◆ Work task A: Reproduce the passage of the Nena Galanidou biography between "She has published" and "and Ionian seas.", inclusive.
◆ Work task B: Extend the biography of Nena Galanidou with the next part, beginning after its final sentence.
++++ Reading passage ++++
Nena Galanidou
Biography
Nena Galanidou is a professor of prehistoric archeology at the University of Crete. She teaches the archeology of the Stone Age, the early period of human history before the invention of writing, so called because stone is the primary material preserved and thus used for informing us about early technology.
She was born and raised in Piraeus and graduated from Ralleio. She studied archeology at the University of Crete and did postgraduate studies at the Universities of Southampton (MSc in Archaeological Computing) and Cambridge (PhD). As a postdoctoral fellow at Clare Hall College, University of Cambridge (1996-1999) she carried out research and independent teaching in the Department of Archaeology. She is a visiting Professor at the University of York.
She has published books and studies on early spatial organization, Mesolithic Greece and Public Archaeology. Her great passion is the archeology of Human Evolution and the first inhabitants of Eurasia.
She has conducted excavations in Greece, Croatia, Israel and Cyprus.
She leads research expeditions that bring to light valuable evidence of ancestral cultures hundreds of thousands of years old on islands in the northeastern Aegean and Ionian seas.
++++ Material shown ++++
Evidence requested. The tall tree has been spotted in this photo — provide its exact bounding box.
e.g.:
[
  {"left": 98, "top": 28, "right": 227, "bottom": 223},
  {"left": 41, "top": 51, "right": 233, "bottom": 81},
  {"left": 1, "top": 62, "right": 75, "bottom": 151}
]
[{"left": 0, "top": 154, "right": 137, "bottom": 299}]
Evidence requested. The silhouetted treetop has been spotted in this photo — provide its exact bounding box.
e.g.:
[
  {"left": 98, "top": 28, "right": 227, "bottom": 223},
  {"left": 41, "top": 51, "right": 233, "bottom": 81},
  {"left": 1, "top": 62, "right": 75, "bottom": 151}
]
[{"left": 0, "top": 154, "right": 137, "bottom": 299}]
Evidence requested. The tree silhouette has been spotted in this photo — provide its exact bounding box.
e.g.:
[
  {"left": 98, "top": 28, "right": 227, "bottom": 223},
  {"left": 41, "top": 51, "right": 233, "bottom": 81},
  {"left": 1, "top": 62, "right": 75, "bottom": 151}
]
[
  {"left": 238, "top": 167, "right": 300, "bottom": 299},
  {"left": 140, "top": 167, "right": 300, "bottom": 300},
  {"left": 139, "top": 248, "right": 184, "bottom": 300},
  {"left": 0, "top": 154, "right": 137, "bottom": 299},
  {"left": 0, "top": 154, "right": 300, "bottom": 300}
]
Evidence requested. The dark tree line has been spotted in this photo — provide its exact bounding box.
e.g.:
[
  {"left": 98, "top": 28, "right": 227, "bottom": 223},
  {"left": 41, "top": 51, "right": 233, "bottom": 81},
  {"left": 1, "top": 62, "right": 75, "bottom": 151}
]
++++
◆ Exercise answer A:
She has published books and studies on early spatial organization, Mesolithic Greece and Public Archaeology. Her great passion is the archeology of Human Evolution and the first inhabitants of Eurasia.
She has conducted excavations in Greece, Croatia, Israel and Cyprus.
She leads research expeditions that bring to light valuable evidence of ancestral cultures hundreds of thousands of years old on islands in the northeastern Aegean and Ionian seas.

◆ Exercise answer B:
Talk Details
Technology and Art – Genesis and Birth
When was human technology born and who were its first creators? Are humans the only ones who use tools, or do other animals have this capacity and advantage? How from the first humble stone tools did humans manage not only to dominate the earth but also to reach other planets? And how did they go from these first tools to shaping objects that testify to aesthetic pursuits? Who were the first artists and why? How unique and creative are Homo sapiens after all?
Nena Galanidou explains how these and other questions will take us to the depths of human prehistory, to the magical world brought to light by the archaeology of the Human evolution. She presents the findings and the latest developments in Paleolithic archeology and primatology, scientific disciplines that invite us to think about the human condition holistically and globally and to rethink the history technology and art.